Job: Transcribe word for word each line from the one containing "Annotation task —" to the final line of the data, both included. Skip the pictures.

— start of The records —

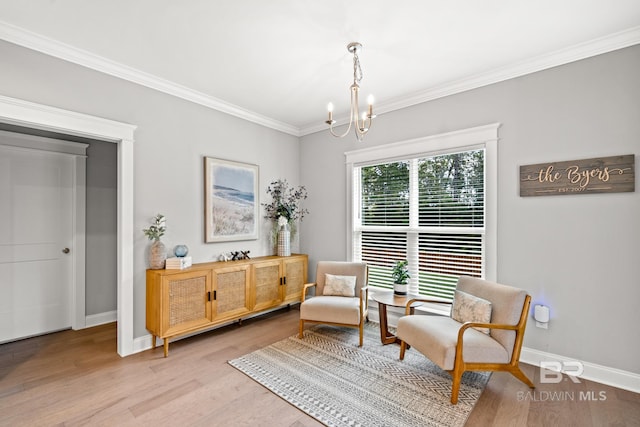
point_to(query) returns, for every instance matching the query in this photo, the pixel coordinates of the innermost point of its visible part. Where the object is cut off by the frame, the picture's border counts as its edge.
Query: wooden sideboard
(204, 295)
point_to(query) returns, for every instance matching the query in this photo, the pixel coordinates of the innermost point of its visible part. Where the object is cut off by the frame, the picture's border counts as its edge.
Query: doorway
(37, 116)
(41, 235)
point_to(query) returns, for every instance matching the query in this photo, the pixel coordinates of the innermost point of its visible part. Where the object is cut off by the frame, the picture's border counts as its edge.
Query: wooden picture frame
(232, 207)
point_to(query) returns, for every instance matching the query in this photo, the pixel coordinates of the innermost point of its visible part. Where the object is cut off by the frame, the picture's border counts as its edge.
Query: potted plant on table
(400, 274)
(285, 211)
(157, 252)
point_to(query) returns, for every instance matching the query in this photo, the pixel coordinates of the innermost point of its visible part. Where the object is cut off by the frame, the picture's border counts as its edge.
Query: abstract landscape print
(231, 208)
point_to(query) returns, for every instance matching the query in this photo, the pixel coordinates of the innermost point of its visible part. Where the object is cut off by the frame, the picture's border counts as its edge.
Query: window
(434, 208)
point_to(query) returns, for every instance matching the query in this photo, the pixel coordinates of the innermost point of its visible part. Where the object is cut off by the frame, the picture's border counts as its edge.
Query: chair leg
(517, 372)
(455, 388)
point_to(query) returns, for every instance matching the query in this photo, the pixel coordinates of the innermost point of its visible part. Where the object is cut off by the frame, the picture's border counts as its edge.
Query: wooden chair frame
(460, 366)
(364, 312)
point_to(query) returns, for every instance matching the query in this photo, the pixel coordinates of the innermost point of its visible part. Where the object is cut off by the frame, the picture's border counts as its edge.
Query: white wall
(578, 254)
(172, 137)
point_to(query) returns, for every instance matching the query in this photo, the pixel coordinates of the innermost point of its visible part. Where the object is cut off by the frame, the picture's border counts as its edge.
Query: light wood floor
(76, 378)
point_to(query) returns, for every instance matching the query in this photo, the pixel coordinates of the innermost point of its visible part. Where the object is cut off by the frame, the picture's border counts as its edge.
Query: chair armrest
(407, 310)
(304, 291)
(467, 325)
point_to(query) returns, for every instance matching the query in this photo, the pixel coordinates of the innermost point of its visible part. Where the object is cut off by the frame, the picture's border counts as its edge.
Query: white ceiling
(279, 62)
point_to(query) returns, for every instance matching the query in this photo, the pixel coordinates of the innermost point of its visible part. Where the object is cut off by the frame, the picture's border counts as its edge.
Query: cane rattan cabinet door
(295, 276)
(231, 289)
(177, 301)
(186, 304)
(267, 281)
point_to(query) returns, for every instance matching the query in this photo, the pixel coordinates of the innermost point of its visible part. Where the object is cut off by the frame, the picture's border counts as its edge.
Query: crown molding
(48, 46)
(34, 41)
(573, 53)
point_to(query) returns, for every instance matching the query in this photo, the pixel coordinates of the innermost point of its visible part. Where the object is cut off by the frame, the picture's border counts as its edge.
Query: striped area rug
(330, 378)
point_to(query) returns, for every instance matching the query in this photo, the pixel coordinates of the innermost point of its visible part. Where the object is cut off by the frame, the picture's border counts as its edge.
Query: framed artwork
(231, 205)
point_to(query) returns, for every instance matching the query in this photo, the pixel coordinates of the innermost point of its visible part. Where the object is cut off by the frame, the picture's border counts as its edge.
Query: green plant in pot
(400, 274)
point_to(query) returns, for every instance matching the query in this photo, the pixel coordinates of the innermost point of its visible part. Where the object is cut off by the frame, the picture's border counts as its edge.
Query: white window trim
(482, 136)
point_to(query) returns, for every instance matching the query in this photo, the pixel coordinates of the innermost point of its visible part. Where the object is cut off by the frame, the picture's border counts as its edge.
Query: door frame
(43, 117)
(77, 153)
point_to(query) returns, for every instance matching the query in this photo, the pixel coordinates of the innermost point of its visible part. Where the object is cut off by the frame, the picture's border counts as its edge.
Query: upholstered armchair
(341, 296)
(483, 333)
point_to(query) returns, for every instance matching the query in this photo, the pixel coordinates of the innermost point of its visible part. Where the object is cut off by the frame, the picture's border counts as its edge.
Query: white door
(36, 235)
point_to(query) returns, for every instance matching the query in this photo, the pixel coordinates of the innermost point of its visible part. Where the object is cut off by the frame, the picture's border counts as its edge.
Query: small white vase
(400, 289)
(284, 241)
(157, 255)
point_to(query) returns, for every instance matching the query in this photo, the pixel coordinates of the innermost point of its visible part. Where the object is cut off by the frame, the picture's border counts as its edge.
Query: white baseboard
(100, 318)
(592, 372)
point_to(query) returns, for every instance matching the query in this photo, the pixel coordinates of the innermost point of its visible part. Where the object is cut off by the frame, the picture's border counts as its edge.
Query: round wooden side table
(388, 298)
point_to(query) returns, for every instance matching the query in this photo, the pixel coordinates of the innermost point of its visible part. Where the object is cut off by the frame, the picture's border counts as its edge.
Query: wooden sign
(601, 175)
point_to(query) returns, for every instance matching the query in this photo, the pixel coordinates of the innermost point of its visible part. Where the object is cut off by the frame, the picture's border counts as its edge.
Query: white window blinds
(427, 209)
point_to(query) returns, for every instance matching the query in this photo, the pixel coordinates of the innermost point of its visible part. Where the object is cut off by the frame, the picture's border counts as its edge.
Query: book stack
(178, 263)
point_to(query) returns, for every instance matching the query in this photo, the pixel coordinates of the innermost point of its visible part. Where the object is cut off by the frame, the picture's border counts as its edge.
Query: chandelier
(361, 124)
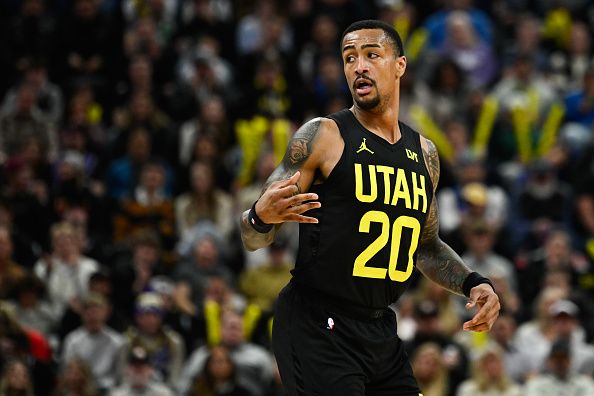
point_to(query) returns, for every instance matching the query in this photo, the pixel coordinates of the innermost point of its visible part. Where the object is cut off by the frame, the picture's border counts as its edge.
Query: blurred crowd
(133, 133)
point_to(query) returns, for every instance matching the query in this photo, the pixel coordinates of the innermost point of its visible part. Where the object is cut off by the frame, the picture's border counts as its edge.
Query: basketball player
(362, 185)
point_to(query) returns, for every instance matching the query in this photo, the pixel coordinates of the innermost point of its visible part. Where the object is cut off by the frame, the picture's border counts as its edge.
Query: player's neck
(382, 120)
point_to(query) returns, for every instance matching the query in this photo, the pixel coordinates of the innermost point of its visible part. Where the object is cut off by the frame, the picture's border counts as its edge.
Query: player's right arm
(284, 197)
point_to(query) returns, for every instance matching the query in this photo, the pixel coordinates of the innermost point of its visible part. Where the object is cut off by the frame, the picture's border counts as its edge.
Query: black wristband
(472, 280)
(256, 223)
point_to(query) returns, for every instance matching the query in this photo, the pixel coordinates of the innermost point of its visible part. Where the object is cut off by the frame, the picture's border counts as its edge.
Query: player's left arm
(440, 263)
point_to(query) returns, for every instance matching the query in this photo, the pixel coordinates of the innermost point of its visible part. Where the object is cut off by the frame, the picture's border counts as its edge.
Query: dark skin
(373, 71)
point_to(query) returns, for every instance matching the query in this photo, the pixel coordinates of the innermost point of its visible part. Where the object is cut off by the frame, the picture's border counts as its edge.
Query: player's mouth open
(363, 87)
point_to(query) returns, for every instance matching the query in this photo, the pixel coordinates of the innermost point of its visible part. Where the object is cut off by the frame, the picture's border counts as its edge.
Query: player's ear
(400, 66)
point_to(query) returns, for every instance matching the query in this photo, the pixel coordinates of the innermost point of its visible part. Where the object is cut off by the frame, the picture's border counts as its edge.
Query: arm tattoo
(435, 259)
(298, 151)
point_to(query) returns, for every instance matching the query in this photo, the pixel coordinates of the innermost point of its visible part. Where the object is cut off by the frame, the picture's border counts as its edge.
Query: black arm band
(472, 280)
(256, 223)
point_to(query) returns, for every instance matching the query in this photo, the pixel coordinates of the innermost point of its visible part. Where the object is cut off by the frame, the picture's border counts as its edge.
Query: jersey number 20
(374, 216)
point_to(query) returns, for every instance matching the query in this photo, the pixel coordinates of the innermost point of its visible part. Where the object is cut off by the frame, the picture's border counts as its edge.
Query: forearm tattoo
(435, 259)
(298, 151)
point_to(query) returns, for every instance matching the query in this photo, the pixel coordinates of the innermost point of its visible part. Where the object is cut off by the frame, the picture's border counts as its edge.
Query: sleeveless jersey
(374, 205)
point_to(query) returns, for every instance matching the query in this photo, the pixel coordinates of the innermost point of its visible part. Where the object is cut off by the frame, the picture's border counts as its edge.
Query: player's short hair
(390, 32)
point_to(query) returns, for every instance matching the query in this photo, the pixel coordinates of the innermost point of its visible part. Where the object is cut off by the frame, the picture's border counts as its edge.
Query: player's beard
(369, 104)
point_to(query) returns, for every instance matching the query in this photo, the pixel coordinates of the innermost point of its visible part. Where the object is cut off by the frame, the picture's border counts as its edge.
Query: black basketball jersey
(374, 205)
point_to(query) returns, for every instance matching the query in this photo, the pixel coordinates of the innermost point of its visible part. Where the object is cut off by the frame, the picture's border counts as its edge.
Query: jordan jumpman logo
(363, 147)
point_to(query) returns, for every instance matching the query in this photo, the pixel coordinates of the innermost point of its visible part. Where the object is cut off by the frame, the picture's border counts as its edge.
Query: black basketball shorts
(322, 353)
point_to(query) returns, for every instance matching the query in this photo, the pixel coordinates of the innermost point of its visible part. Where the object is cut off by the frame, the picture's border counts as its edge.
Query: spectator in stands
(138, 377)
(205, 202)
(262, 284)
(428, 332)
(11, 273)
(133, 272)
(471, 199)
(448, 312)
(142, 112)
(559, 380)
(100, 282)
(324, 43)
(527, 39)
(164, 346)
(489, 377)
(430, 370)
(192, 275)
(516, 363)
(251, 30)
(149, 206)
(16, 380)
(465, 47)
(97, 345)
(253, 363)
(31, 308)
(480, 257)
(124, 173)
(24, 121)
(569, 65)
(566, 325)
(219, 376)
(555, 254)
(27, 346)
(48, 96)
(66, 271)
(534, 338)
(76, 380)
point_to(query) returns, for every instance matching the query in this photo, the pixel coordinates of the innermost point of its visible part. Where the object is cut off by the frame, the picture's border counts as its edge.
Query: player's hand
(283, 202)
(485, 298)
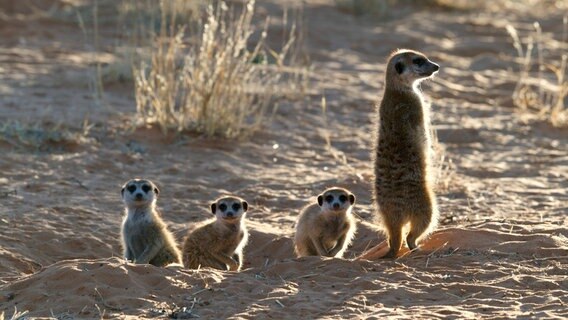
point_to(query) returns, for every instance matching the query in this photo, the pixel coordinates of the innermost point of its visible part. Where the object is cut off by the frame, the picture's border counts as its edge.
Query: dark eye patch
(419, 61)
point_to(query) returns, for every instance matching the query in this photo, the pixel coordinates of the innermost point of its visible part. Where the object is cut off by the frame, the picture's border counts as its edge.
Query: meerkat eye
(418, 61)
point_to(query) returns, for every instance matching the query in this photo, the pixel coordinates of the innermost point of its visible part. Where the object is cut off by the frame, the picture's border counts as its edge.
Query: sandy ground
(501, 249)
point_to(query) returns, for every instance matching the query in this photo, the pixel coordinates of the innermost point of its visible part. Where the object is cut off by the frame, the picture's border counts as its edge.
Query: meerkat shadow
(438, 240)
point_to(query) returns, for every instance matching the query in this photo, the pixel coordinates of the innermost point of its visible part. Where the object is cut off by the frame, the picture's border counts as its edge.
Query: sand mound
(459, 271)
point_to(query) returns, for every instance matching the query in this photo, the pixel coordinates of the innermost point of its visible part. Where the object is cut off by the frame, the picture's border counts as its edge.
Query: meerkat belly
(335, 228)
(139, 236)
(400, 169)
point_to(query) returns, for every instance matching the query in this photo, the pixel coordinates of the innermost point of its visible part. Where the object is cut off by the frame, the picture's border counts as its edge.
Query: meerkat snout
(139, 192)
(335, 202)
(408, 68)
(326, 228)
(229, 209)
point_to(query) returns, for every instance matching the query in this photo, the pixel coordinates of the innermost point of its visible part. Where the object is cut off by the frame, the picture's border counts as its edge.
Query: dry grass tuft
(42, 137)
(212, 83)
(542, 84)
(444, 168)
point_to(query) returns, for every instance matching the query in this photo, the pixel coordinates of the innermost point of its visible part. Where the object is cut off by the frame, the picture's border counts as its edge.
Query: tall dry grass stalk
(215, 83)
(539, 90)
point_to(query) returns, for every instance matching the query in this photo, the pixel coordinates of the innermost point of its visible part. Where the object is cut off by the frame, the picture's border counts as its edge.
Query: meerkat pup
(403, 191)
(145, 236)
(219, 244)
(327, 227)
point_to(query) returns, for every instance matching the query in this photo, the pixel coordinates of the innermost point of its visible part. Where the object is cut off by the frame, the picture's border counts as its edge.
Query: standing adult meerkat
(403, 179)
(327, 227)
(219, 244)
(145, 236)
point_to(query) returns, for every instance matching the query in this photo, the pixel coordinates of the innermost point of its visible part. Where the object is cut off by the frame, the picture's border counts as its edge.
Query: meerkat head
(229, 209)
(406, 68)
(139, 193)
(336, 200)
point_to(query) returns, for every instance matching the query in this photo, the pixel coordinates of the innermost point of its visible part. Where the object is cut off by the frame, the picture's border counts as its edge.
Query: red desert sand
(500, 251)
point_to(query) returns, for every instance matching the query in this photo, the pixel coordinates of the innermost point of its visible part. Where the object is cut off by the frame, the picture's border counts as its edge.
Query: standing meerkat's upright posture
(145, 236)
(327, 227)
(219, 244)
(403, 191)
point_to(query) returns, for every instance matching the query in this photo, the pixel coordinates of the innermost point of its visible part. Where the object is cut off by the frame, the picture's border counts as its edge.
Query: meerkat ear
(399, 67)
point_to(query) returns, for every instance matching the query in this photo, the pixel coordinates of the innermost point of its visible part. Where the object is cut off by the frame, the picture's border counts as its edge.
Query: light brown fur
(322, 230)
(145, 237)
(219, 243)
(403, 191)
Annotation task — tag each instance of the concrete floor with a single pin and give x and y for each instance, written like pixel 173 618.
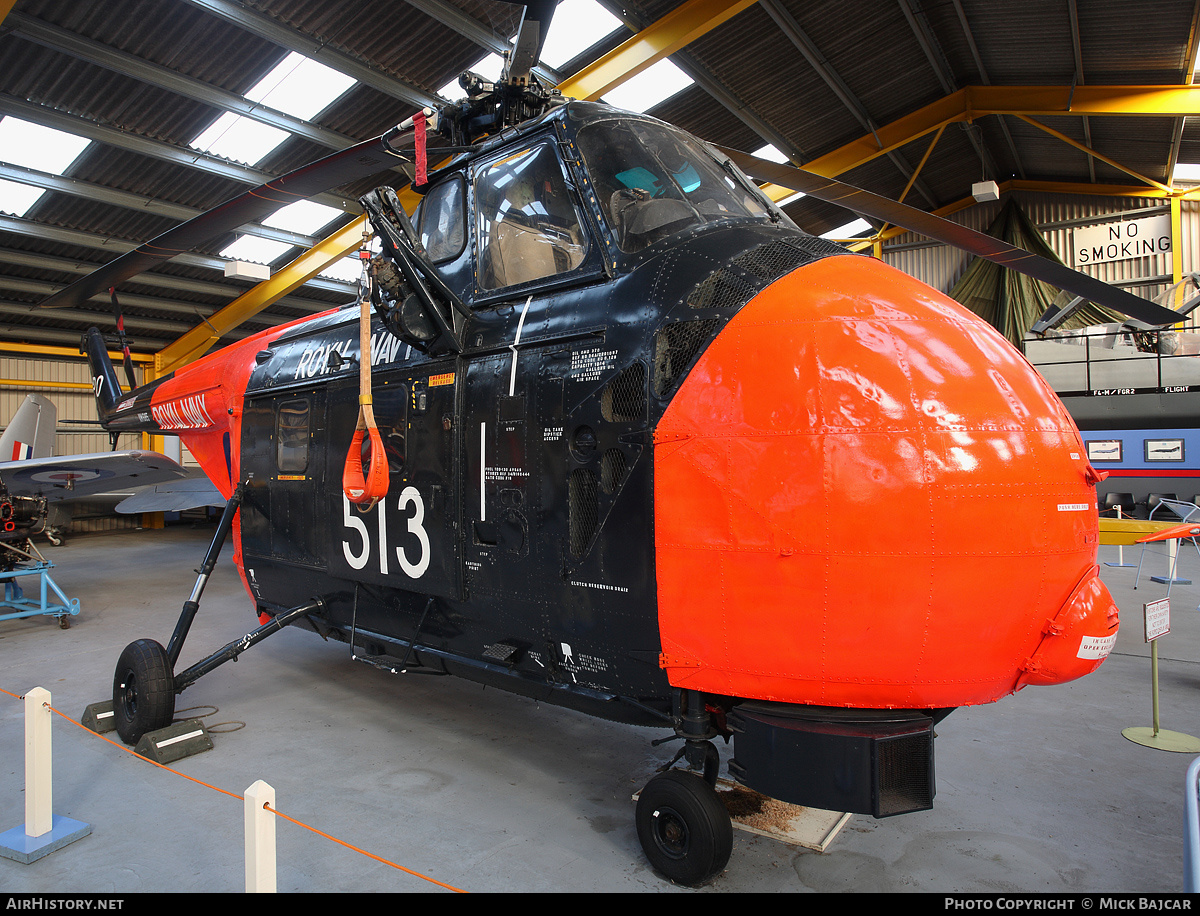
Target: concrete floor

— end of The records —

Output of the task:
Annotation task — tag each instance of the concrete floor with a single pin and give x and y for each instance, written like pixel 173 618.
Target: concrete floor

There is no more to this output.